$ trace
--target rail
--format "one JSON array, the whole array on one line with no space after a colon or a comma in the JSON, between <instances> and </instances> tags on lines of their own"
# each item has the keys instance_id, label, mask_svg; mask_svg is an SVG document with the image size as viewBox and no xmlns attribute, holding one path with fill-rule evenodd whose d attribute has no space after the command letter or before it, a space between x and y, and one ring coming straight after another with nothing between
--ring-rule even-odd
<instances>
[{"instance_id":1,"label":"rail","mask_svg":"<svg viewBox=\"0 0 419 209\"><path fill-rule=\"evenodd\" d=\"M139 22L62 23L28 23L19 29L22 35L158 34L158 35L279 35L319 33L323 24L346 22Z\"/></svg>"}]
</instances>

AIM>
Retype all of the material above line for line, without changing a single character.

ANSWER FOR THE TASK>
$ trace
--target rail
--format "one JSON array, the whole array on one line with no space after a colon or a comma in the JSON, between <instances> and </instances> tags on lines of their own"
# each item has the keys instance_id, label, mask_svg; mask_svg is an SVG document with the image size as viewBox and no xmlns attribute, holding one path with fill-rule evenodd whose d attribute has no space after the command letter or before it, a space between x and y, and one ring coming straight after another with nothing between
--ring-rule even-odd
<instances>
[{"instance_id":1,"label":"rail","mask_svg":"<svg viewBox=\"0 0 419 209\"><path fill-rule=\"evenodd\" d=\"M139 22L62 23L28 23L19 29L22 35L158 34L158 35L279 35L319 33L323 24L346 22Z\"/></svg>"}]
</instances>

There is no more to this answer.